>>>>

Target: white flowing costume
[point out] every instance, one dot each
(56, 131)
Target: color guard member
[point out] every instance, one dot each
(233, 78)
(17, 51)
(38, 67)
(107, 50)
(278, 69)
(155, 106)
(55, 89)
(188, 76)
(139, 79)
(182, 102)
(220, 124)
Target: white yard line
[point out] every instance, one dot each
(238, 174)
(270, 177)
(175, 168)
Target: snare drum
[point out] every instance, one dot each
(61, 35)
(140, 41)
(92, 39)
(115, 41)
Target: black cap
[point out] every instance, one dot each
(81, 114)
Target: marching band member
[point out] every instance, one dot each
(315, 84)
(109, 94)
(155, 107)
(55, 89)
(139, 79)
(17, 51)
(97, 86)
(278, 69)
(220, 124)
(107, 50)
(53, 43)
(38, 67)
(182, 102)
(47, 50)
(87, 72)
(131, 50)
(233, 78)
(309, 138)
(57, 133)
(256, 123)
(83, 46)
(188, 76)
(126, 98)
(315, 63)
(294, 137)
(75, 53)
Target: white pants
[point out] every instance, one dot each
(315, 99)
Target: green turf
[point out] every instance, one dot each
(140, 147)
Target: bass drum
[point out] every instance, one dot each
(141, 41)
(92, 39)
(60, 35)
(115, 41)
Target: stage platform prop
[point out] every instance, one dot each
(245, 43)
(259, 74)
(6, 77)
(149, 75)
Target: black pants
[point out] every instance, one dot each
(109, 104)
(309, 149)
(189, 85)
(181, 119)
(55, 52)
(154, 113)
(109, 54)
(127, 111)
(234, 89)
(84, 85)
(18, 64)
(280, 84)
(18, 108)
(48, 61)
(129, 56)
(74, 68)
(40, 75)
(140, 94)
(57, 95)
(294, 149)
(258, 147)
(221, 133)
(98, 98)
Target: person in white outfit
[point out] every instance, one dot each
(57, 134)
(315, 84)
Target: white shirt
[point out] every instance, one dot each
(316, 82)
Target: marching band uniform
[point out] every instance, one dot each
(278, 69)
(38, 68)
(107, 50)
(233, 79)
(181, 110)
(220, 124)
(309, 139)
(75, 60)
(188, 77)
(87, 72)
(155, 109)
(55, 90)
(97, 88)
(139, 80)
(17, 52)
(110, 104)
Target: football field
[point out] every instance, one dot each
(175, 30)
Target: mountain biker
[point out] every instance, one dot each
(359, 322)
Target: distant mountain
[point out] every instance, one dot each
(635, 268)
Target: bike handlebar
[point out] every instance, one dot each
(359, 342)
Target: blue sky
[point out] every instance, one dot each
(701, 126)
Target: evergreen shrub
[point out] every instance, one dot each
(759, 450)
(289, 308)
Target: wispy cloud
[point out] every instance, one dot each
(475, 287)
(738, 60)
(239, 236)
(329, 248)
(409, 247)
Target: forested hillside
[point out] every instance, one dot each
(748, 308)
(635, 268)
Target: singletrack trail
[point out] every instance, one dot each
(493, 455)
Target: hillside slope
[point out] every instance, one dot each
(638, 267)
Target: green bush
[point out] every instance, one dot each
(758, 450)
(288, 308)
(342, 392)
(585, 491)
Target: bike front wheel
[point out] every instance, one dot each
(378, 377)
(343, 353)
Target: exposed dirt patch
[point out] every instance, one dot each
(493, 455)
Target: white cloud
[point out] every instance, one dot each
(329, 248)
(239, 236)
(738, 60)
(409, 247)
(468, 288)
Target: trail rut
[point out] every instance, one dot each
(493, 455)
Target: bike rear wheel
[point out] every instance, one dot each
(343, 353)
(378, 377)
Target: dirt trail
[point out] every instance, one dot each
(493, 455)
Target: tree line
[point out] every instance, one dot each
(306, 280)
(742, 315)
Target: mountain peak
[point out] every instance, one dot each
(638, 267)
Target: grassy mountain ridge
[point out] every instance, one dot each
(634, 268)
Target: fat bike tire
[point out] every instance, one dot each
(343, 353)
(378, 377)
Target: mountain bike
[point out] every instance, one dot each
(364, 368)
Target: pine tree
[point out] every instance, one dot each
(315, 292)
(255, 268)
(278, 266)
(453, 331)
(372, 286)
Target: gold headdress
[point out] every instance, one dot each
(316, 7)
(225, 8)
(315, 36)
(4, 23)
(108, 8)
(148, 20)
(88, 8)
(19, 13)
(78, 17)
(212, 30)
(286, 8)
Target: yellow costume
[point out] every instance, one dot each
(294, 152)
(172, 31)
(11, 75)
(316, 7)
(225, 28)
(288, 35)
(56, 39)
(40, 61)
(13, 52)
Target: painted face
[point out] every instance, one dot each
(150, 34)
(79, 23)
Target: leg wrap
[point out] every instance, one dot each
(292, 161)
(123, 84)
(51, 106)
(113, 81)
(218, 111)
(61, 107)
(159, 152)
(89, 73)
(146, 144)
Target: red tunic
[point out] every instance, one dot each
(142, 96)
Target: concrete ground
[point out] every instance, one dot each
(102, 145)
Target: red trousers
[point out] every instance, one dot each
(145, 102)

<<<<

**Your instructions**
Copy the records from the line that contains "Target: pine tree" through the end of the records, keeping every request line unchanged, and increase each coordinate in the points by 129.

**Solved exercise**
Target: pine tree
[point out] every instance, one dot each
(444, 421)
(384, 397)
(407, 395)
(582, 460)
(501, 415)
Target: gold headdress
[point out] every instance, one dot each
(445, 136)
(354, 137)
(444, 165)
(133, 152)
(237, 137)
(277, 149)
(217, 137)
(148, 142)
(207, 146)
(341, 159)
(415, 137)
Target: yellow costume
[point out] every instance, one dot each
(423, 281)
(301, 160)
(140, 204)
(445, 136)
(354, 157)
(417, 164)
(185, 168)
(169, 190)
(142, 181)
Target: painted face
[point out] every instance, one dot each
(279, 163)
(208, 152)
Target: leg wrap
[point out] every instance, one dot each
(421, 290)
(252, 213)
(180, 235)
(242, 210)
(347, 240)
(190, 236)
(288, 281)
(218, 202)
(275, 273)
Target: red tunic
[point out] every instance, one dot each
(271, 225)
Target: concrete ground
[point out] every instance, one dot each
(231, 274)
Target: red trousers
[point out] every instance, one dot each
(274, 231)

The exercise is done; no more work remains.